= PROBLEM TO WORK ON =
Report every line in the items below that contains the string "headland", copying each such line in full. Case counts.

= EXTRACTED INFORMATION =

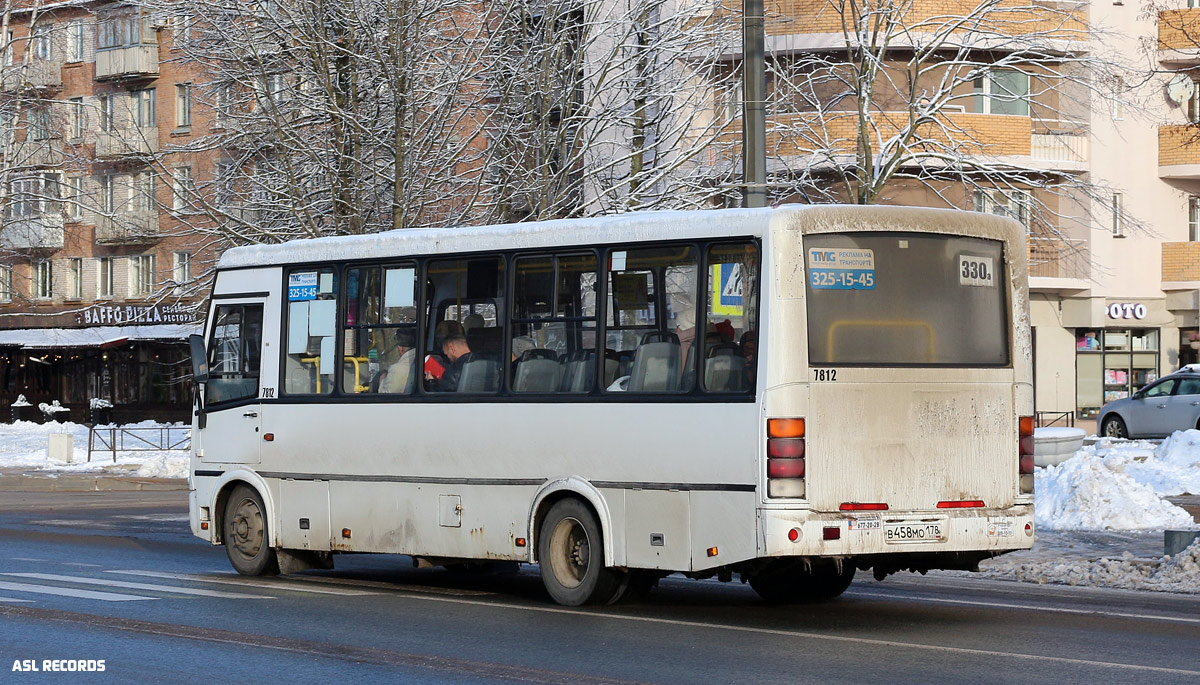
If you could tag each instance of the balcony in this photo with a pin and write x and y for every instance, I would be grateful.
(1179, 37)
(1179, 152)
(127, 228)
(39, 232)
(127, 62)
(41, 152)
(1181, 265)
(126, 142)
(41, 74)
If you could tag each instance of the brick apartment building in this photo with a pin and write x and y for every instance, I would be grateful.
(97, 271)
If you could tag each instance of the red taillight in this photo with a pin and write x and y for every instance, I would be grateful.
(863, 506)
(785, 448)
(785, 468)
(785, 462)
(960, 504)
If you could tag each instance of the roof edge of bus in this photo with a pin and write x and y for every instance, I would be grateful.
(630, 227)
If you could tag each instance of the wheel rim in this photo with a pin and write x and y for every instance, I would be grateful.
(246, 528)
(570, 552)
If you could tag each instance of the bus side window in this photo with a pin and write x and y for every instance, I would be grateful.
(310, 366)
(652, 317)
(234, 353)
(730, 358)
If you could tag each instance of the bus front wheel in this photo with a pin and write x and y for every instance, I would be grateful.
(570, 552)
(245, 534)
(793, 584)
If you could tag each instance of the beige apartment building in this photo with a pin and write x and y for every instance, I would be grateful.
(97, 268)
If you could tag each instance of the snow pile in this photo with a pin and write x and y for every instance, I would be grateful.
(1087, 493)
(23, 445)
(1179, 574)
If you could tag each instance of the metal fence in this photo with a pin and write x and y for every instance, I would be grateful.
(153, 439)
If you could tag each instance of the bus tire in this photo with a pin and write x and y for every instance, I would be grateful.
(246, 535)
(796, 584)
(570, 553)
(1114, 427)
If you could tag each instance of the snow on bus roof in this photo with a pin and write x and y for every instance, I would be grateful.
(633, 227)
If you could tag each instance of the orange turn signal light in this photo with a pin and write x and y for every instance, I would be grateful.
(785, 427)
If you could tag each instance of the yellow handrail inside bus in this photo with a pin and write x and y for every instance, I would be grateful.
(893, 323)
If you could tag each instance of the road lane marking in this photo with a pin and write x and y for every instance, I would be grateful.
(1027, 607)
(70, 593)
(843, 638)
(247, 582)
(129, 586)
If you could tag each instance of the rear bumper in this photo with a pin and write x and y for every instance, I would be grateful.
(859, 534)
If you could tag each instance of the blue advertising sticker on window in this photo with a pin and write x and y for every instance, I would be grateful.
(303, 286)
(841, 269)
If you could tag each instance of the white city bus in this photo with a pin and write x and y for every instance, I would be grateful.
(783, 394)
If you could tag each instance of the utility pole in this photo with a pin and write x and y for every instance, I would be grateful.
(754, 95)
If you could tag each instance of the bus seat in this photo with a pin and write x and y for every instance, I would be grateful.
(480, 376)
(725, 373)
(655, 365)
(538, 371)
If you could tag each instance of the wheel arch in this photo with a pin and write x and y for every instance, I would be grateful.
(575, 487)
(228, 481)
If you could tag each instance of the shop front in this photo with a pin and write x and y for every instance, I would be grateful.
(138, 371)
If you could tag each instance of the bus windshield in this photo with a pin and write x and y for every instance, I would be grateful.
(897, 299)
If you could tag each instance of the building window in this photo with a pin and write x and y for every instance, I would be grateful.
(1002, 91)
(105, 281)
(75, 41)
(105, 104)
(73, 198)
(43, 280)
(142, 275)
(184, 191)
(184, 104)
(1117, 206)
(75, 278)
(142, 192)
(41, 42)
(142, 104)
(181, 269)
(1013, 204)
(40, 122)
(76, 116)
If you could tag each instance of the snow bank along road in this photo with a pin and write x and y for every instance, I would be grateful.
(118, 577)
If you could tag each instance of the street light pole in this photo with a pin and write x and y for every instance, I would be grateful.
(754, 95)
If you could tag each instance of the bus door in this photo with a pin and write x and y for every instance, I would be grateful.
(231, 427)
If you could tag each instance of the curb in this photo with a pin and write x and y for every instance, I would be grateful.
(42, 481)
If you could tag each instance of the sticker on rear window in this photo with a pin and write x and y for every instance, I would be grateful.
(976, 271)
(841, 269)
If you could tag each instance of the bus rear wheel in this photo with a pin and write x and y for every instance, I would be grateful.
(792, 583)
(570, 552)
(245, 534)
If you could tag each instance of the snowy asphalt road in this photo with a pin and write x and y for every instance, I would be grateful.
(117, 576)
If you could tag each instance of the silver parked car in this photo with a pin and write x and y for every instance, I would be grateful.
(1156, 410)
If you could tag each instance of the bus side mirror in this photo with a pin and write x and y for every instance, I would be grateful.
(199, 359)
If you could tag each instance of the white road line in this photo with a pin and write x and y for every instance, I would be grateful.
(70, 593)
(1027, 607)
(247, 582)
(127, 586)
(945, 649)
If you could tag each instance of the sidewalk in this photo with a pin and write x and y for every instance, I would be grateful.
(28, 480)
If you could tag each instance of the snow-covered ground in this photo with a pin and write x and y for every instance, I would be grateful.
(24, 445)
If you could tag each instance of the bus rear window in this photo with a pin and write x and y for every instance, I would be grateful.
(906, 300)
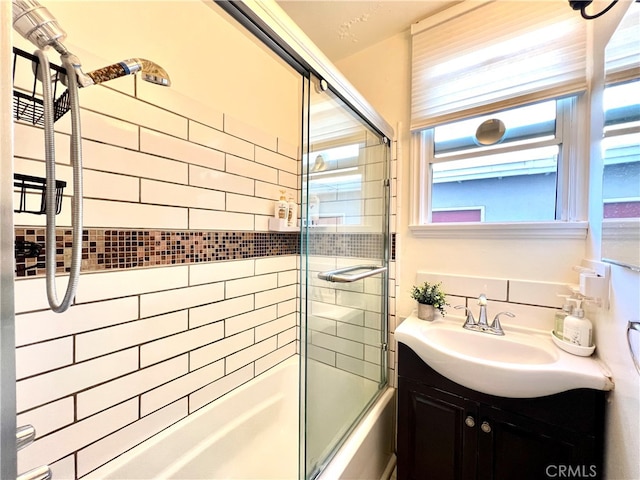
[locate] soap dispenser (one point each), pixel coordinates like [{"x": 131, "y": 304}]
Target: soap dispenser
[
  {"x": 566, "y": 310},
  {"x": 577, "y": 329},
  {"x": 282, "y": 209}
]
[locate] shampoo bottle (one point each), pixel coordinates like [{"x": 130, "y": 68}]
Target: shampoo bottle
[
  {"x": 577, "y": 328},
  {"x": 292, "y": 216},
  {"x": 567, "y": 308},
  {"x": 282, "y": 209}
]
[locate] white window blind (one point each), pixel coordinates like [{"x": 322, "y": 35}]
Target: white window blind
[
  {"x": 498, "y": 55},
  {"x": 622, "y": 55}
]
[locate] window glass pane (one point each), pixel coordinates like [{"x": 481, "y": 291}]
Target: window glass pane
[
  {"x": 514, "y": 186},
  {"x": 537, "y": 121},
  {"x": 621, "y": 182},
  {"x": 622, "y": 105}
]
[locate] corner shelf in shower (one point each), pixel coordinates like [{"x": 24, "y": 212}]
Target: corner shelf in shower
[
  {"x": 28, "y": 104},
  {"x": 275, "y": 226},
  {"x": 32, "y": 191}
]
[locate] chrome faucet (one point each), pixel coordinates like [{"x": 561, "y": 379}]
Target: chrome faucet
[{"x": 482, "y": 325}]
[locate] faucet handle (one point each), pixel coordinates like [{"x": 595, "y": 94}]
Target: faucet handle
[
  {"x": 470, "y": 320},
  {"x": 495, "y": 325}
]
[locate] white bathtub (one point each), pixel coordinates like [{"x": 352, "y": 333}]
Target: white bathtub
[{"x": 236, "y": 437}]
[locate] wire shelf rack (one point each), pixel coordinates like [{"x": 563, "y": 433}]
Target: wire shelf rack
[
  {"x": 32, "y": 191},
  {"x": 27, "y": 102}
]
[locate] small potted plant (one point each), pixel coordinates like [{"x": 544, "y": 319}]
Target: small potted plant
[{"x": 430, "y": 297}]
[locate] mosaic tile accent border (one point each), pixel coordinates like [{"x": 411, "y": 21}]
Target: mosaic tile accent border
==
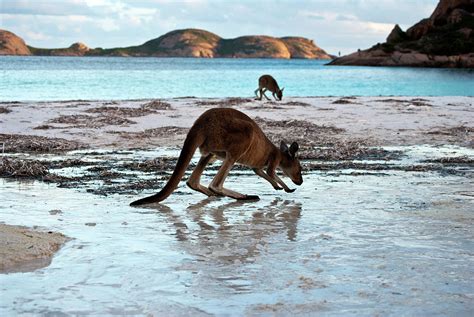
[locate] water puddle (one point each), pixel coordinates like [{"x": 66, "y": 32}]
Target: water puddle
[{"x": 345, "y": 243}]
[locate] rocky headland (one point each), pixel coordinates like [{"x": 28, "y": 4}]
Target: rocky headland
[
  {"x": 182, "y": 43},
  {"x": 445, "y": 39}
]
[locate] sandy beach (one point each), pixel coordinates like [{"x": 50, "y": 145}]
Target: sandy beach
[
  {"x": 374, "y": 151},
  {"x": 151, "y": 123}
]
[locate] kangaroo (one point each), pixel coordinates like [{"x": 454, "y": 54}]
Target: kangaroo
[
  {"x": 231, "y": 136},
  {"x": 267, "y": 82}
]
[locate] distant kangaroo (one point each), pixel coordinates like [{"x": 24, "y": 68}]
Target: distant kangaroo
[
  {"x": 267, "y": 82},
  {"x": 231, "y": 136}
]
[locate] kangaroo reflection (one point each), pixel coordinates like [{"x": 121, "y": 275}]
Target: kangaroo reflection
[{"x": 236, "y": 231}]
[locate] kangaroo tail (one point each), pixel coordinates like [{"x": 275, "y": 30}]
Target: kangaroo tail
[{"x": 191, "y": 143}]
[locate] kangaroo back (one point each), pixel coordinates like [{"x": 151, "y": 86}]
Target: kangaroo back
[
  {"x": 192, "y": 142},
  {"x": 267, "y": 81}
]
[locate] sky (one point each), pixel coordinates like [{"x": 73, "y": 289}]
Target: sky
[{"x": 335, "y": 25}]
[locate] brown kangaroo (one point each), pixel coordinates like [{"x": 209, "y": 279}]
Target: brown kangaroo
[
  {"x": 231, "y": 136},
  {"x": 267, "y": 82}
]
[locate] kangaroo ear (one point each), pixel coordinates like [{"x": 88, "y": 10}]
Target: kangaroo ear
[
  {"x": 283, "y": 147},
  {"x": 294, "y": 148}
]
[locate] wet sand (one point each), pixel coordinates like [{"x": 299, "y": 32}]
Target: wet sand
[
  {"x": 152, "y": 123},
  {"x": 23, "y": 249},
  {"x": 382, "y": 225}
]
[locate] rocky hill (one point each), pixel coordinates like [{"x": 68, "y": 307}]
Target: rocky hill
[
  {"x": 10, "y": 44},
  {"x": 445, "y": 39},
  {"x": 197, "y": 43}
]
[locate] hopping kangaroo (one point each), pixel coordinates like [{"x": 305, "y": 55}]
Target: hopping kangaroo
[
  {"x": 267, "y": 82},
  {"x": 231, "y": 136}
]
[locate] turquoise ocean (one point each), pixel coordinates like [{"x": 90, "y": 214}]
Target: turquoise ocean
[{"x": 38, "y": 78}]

= RESPONSE =
[locate] rocky headland (one point each), pixel coordinates like [{"x": 28, "y": 4}]
Target: rocky headland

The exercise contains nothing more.